What is required:
Filter the entries down to the lines holding "black", then copy those lines.

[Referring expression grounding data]
--- START ---

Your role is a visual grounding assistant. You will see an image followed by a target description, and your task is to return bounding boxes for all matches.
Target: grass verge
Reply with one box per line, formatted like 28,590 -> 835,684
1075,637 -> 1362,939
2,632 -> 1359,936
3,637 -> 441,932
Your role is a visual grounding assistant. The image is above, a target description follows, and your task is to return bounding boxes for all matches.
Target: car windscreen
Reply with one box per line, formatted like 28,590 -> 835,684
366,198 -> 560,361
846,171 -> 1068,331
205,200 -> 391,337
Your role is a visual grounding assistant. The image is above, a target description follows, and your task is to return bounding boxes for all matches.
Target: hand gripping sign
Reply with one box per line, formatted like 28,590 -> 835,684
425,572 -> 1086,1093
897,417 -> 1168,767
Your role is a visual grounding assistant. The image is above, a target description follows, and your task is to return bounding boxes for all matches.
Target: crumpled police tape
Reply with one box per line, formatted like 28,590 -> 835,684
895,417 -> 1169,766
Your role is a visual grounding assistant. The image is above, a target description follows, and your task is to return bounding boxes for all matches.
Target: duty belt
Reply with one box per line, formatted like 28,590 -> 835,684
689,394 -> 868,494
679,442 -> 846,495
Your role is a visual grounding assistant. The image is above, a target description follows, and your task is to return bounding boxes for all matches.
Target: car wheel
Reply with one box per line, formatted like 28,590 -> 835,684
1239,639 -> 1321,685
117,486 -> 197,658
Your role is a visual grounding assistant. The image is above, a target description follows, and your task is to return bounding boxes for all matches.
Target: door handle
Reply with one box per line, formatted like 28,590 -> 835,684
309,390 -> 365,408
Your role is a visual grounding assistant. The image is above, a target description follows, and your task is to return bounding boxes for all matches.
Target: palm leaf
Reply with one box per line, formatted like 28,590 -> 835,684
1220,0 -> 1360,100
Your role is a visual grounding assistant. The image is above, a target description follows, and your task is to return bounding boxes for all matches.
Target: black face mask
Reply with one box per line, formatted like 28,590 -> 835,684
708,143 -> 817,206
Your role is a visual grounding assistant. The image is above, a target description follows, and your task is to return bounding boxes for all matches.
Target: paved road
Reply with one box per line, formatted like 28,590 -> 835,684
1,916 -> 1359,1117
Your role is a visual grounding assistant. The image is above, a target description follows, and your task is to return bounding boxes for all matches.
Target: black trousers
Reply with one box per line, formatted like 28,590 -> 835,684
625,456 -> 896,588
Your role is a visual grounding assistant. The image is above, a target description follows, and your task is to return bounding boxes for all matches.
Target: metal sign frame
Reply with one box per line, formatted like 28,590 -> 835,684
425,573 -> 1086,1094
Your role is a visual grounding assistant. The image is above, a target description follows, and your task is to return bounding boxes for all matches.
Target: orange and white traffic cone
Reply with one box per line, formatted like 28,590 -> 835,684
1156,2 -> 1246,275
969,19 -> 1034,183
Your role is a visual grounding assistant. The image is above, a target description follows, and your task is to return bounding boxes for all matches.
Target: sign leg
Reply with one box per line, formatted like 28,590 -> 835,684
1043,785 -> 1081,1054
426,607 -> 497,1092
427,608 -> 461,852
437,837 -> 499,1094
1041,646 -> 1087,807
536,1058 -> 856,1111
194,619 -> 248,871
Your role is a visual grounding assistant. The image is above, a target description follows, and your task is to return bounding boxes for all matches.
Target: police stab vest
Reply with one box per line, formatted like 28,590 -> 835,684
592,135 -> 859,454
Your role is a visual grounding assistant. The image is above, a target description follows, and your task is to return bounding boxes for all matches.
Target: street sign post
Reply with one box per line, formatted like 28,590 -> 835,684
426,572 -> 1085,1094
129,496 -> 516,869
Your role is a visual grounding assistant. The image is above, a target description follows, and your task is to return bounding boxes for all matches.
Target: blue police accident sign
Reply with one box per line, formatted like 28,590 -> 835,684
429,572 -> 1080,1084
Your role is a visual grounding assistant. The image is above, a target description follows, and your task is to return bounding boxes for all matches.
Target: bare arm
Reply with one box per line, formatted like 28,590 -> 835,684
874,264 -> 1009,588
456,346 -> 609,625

--- END ---

Answer to this problem:
Target: black face mask
Target: black trousers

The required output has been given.